» **Dataset rows**:
┌──

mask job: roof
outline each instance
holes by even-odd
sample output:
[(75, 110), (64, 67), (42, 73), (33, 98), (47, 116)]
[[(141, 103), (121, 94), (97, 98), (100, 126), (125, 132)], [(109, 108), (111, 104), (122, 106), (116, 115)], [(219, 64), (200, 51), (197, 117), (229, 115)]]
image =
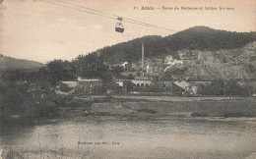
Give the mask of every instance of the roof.
[(101, 80), (98, 79), (83, 79), (81, 77), (78, 77), (79, 81), (101, 81)]
[(176, 84), (177, 86), (183, 88), (183, 89), (186, 89), (186, 87), (188, 87), (190, 85), (190, 83), (185, 81), (185, 80), (176, 80), (173, 83)]

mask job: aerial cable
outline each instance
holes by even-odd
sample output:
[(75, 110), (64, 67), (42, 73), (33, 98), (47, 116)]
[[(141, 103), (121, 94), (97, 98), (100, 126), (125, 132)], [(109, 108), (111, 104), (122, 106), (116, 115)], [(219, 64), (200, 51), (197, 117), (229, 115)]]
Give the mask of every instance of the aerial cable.
[[(93, 14), (93, 15), (96, 15), (96, 16), (100, 16), (100, 17), (104, 17), (104, 18), (108, 18), (108, 19), (112, 19), (112, 20), (116, 20), (116, 18), (113, 18), (113, 17), (109, 17), (109, 16), (105, 16), (105, 15), (101, 15), (101, 14), (97, 14), (97, 13), (94, 13), (94, 12), (89, 12), (89, 11), (81, 10), (81, 9), (78, 9), (78, 8), (68, 7), (68, 6), (65, 6), (65, 5), (61, 5), (59, 3), (52, 3), (52, 2), (49, 2), (49, 1), (45, 1), (45, 0), (40, 0), (40, 1), (45, 2), (45, 3), (50, 3), (50, 4), (53, 4), (53, 5), (57, 5), (57, 6), (61, 6), (61, 7), (65, 7), (65, 8), (69, 8), (69, 9), (73, 9), (73, 10), (77, 10), (77, 11), (81, 11), (81, 12), (85, 12), (85, 13), (89, 13), (89, 14)], [(82, 7), (82, 6), (80, 6), (80, 7)], [(91, 10), (94, 10), (94, 9), (91, 9)], [(101, 11), (96, 11), (96, 12), (101, 12)], [(108, 15), (110, 15), (110, 14), (108, 14)], [(113, 15), (111, 15), (111, 16), (113, 16)], [(115, 17), (117, 17), (117, 16), (115, 16)], [(127, 21), (127, 20), (129, 20), (129, 21)], [(131, 22), (131, 21), (133, 21), (133, 22)], [(134, 25), (140, 25), (140, 26), (152, 26), (152, 27), (158, 27), (158, 28), (161, 28), (161, 29), (175, 31), (175, 30), (172, 30), (172, 29), (169, 29), (169, 28), (158, 26), (151, 25), (151, 24), (142, 23), (142, 22), (132, 20), (132, 19), (127, 19), (127, 18), (126, 18), (126, 20), (123, 20), (123, 22), (134, 24)]]
[[(113, 17), (116, 17), (116, 18), (120, 17), (120, 16), (117, 16), (117, 15), (108, 14), (108, 13), (105, 13), (105, 12), (102, 12), (102, 11), (97, 11), (96, 9), (91, 9), (91, 8), (88, 8), (88, 7), (80, 6), (80, 5), (77, 5), (77, 4), (74, 4), (74, 3), (68, 3), (68, 2), (65, 2), (65, 1), (62, 1), (62, 0), (55, 0), (55, 1), (66, 3), (66, 4), (70, 4), (70, 5), (73, 5), (73, 6), (76, 6), (76, 7), (84, 8), (84, 9), (95, 11), (95, 12), (98, 12), (98, 13), (103, 13), (103, 14), (106, 14), (106, 15), (109, 15), (109, 16), (113, 16)], [(165, 27), (162, 27), (162, 26), (159, 26), (143, 23), (143, 22), (140, 22), (140, 21), (137, 21), (137, 20), (133, 20), (133, 19), (125, 18), (125, 17), (121, 17), (121, 18), (125, 19), (125, 20), (129, 20), (129, 21), (135, 22), (135, 23), (138, 23), (138, 24), (143, 24), (144, 26), (146, 25), (146, 26), (154, 26), (154, 27), (159, 27), (159, 28), (161, 28), (161, 29), (167, 29), (167, 30), (175, 31), (173, 29), (169, 29), (169, 28), (165, 28)], [(129, 23), (129, 21), (123, 21), (123, 22)]]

└──

» **What to work on**:
Rewrite all of the rows above as a numbered list with one item per line, omitting blank lines and leaving out the pictures.

» **Final answer**:
1. mask job: roof
2. outline each instance
3. holes by even-odd
4. sample output:
5. [(75, 110), (64, 67), (42, 73), (33, 98), (47, 116)]
6. [[(141, 103), (121, 94), (97, 98), (100, 126), (125, 132)], [(109, 108), (111, 104), (122, 106), (116, 115)], [(219, 64), (200, 51), (197, 117), (229, 115)]]
7. image =
8. Give the mask of every instance of the roof.
9. [(101, 80), (98, 79), (83, 79), (81, 77), (78, 77), (79, 81), (101, 81)]
10. [(176, 84), (177, 86), (183, 88), (183, 89), (186, 89), (186, 87), (188, 87), (190, 85), (190, 83), (185, 81), (185, 80), (176, 80), (173, 83)]
11. mask job: aerial cable
12. outline each instance
13. holes by even-odd
14. sample output:
15. [(75, 110), (64, 67), (42, 73), (33, 98), (47, 116)]
16. [[(141, 103), (121, 94), (97, 98), (100, 126), (125, 132)], [(109, 108), (111, 104), (122, 106), (116, 115)], [(219, 64), (200, 51), (197, 117), (229, 115)]]
17. Give the mask of every instance of the aerial cable.
18. [[(93, 14), (93, 15), (96, 15), (96, 16), (100, 16), (100, 17), (104, 17), (104, 18), (108, 18), (108, 19), (112, 19), (112, 20), (116, 20), (116, 18), (113, 18), (113, 17), (109, 17), (109, 16), (105, 16), (105, 15), (101, 15), (101, 14), (97, 14), (97, 13), (94, 13), (94, 12), (89, 12), (89, 11), (81, 10), (81, 9), (78, 9), (78, 8), (68, 7), (68, 6), (65, 6), (65, 5), (61, 5), (59, 3), (52, 3), (52, 2), (49, 2), (49, 1), (45, 1), (45, 0), (40, 0), (40, 1), (45, 2), (45, 3), (50, 3), (50, 4), (53, 4), (53, 5), (57, 5), (57, 6), (61, 6), (61, 7), (65, 7), (65, 8), (69, 8), (69, 9), (73, 9), (73, 10), (77, 10), (77, 11), (81, 11), (81, 12), (85, 12), (85, 13), (89, 13), (89, 14)], [(82, 7), (82, 6), (80, 6), (80, 7)], [(91, 10), (94, 10), (94, 9), (91, 9)], [(101, 11), (96, 11), (96, 12), (101, 12)], [(108, 15), (110, 15), (110, 14), (108, 14)], [(113, 15), (111, 15), (111, 16), (113, 16)], [(115, 17), (117, 17), (117, 16), (115, 16)], [(127, 21), (127, 20), (129, 20), (129, 21)], [(131, 22), (131, 21), (133, 21), (133, 22)], [(134, 25), (140, 25), (140, 26), (152, 26), (152, 27), (158, 27), (158, 28), (161, 28), (161, 29), (175, 31), (175, 30), (172, 30), (172, 29), (169, 29), (169, 28), (158, 26), (151, 25), (151, 24), (142, 23), (142, 22), (132, 20), (132, 19), (127, 19), (127, 18), (126, 18), (126, 20), (123, 20), (123, 22), (134, 24)]]
19. [[(113, 17), (116, 17), (116, 18), (120, 17), (120, 16), (117, 16), (117, 15), (108, 14), (108, 13), (105, 13), (105, 12), (102, 12), (102, 11), (97, 11), (96, 9), (91, 9), (91, 8), (88, 8), (88, 7), (80, 6), (80, 5), (77, 5), (77, 4), (74, 4), (74, 3), (68, 3), (68, 2), (65, 2), (65, 1), (62, 1), (62, 0), (55, 0), (55, 1), (66, 3), (66, 4), (70, 4), (70, 5), (73, 5), (73, 6), (76, 6), (76, 7), (84, 8), (84, 9), (95, 11), (95, 12), (98, 12), (98, 13), (103, 13), (103, 14), (106, 14), (106, 15), (109, 15), (109, 16), (113, 16)], [(165, 27), (162, 27), (162, 26), (159, 26), (143, 23), (143, 22), (140, 22), (140, 21), (137, 21), (137, 20), (133, 20), (133, 19), (125, 18), (125, 17), (121, 17), (121, 18), (125, 19), (125, 20), (129, 20), (129, 21), (135, 22), (135, 23), (138, 23), (138, 24), (143, 24), (144, 26), (146, 25), (146, 26), (154, 26), (154, 27), (159, 27), (159, 28), (161, 28), (161, 29), (167, 29), (167, 30), (175, 31), (173, 29), (169, 29), (169, 28), (165, 28)], [(129, 23), (129, 21), (123, 21), (123, 22)]]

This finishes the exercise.